Actions to take —
**1.** Answer these questions from the sermon, please:
(a) What is the name of the place where the friends settle on the blanket?
(b) How far away is Ibrahim's ancestral village?
(c) Where did the speaker spend the past year as a Young Adult in Global Mission?
**2.** Rewrite the sermon from "Discussion wanders between" up to and including "Laughter. The Land.", changing "Jackaroo" to "Ludo".

Text shown —
#####

Finally, I hope it is faithful to the story of the God who called us together.

Sermon, St. Barnabas Lutheran, Micah 6:1-8, 7/14/2019.

You reach into your closet located in the living room below your host family’s – the Haddads – parsonage home, and pull out the thickest blanket you find, throw it into the back of the car, and head outside the city. The moment you lay the blanket on the ground, you pray that no spiny plants will jab up through it and elicit a yelp of pain. You and your friends, a young man and woman whom are originally from a town outside Jerusalem called Lifta but grew up in Ramallah, Saudi Arabia, and Jordan due to the violence of military occupation, settle again into one of your favorite escapes, a place called Ein Qinia. Birds sing. A breeze – carrying the pleasant aroma of innumerable flowers – drifts past. The quiet, juxtaposed with the chaotic buzz of the city, is deafening. 

Discussion wanders between Ibrahim’s longing to visit Lifta, his ancestral village that is only eleven miles away outside Jerusalem, impossible due to restrictions on movement imposed by the Israeli government, to the results of your last Jackaroo board game match together. The sun begins to set, brightening with a deep orange the horizon of the sea and the skyscrapers of Tel Aviv and the minarets of Palestinian villages and the guard towers outside Israeli settlements and the outlines of olive tree-covered rolling hills. It is all right here. 

Humans. Ideologies. Love. Hate. Hope. Despair. Grief. Laughter. The Land.

In this sermon, I invite you to engage, with me, the living power of scripture and Christ’s Gospel through the lens of the lived experience of Palestinians in the context of Jerusalem and the West Bank. This is born out of my time spent as a Young Adult in Global Mission (a.k.a. YAGM) this past year in Ramallah, Palestine. In particular, I hope to explore the idea of “ascent,” and how it relates to accompanying those in their pursuit of loving kindness, doing justice, and walking humbly.

#####

Source data —
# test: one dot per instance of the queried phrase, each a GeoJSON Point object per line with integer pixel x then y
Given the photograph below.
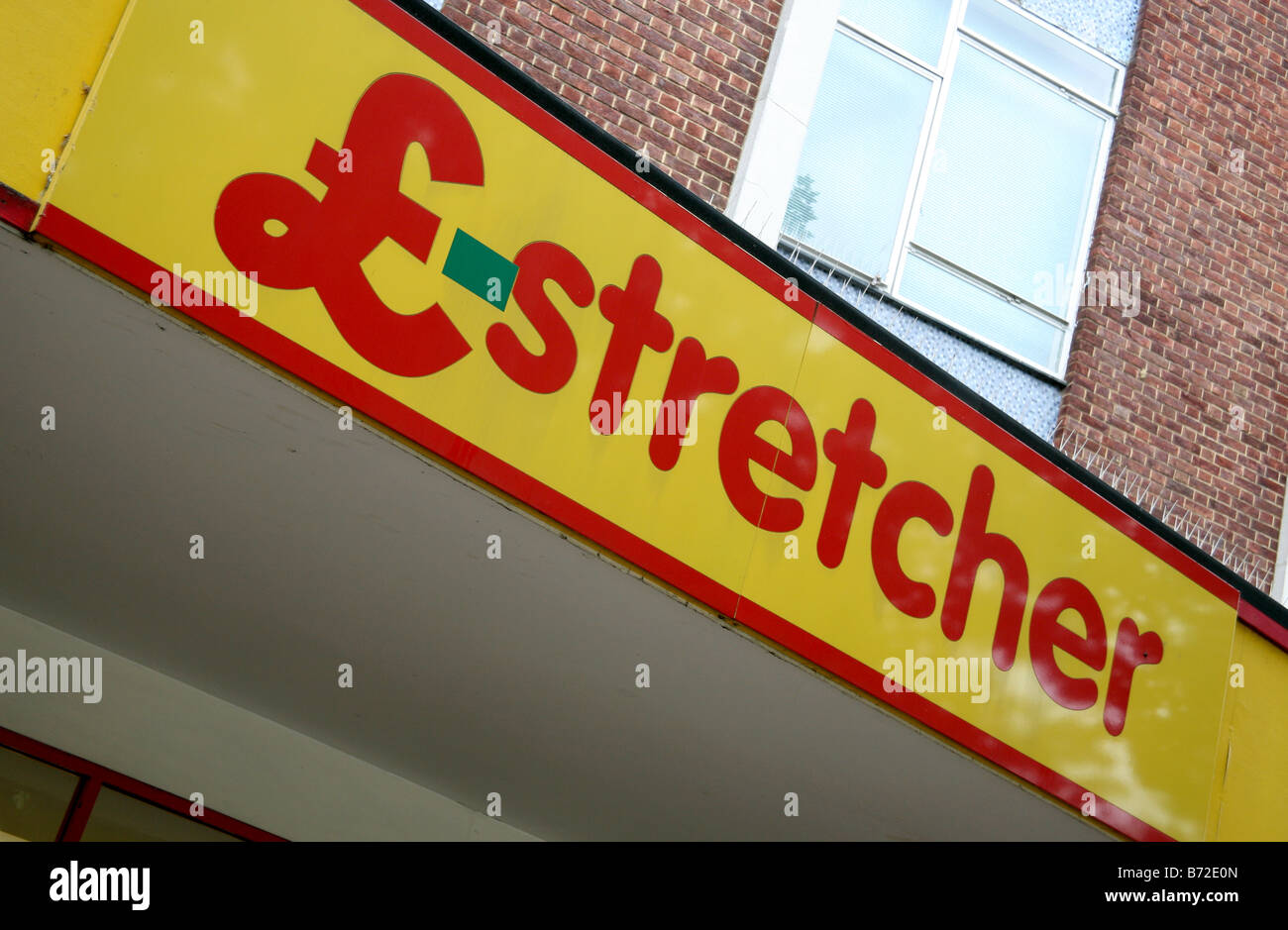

#####

Solutions —
**1.**
(a) Ein Qinia
(b) Eleven miles
(c) Ramallah, Palestine

**2.**
Discussion wanders between Ibrahim’s longing to visit Lifta, his ancestral village that is only eleven miles away outside Jerusalem, impossible due to restrictions on movement imposed by the Israeli government, to the results of your last Ludo board game match together. The sun begins to set, brightening with a deep orange the horizon of the sea and the skyscrapers of Tel Aviv and the minarets of Palestinian villages and the guard towers outside Israeli settlements and the outlines of olive tree-covered rolling hills. It is all right here. 

Humans. Ideologies. Love. Hate. Hope. Despair. Grief. Laughter. The Land.